§ GOAL OF THE EXERCISE
In the listing below, find the line containing "of the blue". Write out that line and every line after it to the end, exactly and only those.

══════════

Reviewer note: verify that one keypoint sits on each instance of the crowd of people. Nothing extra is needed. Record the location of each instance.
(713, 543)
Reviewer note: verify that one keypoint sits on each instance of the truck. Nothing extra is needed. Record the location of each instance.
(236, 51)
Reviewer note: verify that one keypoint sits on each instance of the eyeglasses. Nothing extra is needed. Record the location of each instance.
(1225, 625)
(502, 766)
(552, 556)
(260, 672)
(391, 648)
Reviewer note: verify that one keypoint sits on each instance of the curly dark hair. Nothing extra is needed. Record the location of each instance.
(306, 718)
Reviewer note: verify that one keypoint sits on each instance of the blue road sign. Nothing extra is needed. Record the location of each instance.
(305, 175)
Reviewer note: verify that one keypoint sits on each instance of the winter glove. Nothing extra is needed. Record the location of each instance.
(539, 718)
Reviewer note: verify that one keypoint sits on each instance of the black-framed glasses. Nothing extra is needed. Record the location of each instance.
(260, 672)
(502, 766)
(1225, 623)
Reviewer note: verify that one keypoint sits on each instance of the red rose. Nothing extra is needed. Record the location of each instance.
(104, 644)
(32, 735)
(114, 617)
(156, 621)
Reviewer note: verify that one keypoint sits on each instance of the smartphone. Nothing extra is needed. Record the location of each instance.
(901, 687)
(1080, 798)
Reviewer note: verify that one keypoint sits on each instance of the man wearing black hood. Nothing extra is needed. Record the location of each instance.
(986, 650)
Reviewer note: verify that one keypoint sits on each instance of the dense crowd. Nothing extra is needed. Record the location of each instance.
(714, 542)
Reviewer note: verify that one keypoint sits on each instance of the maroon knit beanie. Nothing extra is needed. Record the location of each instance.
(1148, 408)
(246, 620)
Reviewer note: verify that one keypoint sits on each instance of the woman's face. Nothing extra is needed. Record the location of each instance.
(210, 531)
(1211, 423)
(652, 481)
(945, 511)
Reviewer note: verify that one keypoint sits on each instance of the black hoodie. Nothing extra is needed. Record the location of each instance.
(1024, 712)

══════════

§ ANSWER TO THIS TASK
Reviewer note: verify that one keypoint sits on each instance of the blue road sign. Nothing extra is needed. Record the location of each instance.
(305, 175)
Reviewer note: verify that one keypoint sits on each instance of the winter glove. Nothing extra is needed. Record the location of each instance.
(539, 718)
Reviewer note: verify that one keypoint sits on each instance of the black-framed glasses. Nothing extra is needed. Record the location of each instance.
(260, 672)
(502, 766)
(1225, 623)
Reviewer note: verify that one keypoint sits on each instance of the red rose. Nothing extra is needed. Record the location of each instance.
(104, 644)
(32, 735)
(114, 617)
(156, 621)
Reviewer note: verify that one keypoint sits on each instance of the smartphone. Nothing extra is needed. Record the location of each instance.
(901, 687)
(1080, 798)
Reviewer note: verify that one keypoint sits on each instance of the man wearing black hood. Nothing extra is needed. Record the location of each instance.
(986, 650)
Reviewer note: verify that one keypoint sits on each instance of the dense crowd. Nothing extra is needed. Record the location of each instance.
(714, 542)
Reviewer note: verify that one keypoint sits on each instance of the maroon knit beanie. Nothing extra is needed. Record the location of each instance.
(1148, 408)
(246, 620)
Reviewer note: verify that one keypoint sits on each instance of the woman's face. Nothing extra is needed. Record the location of each instance.
(210, 531)
(1211, 423)
(652, 481)
(945, 511)
Reviewer note: verify that one keypoint sits on each instance of the black hoodie. Nothing extra is needed. Record the location of each instance.
(1024, 712)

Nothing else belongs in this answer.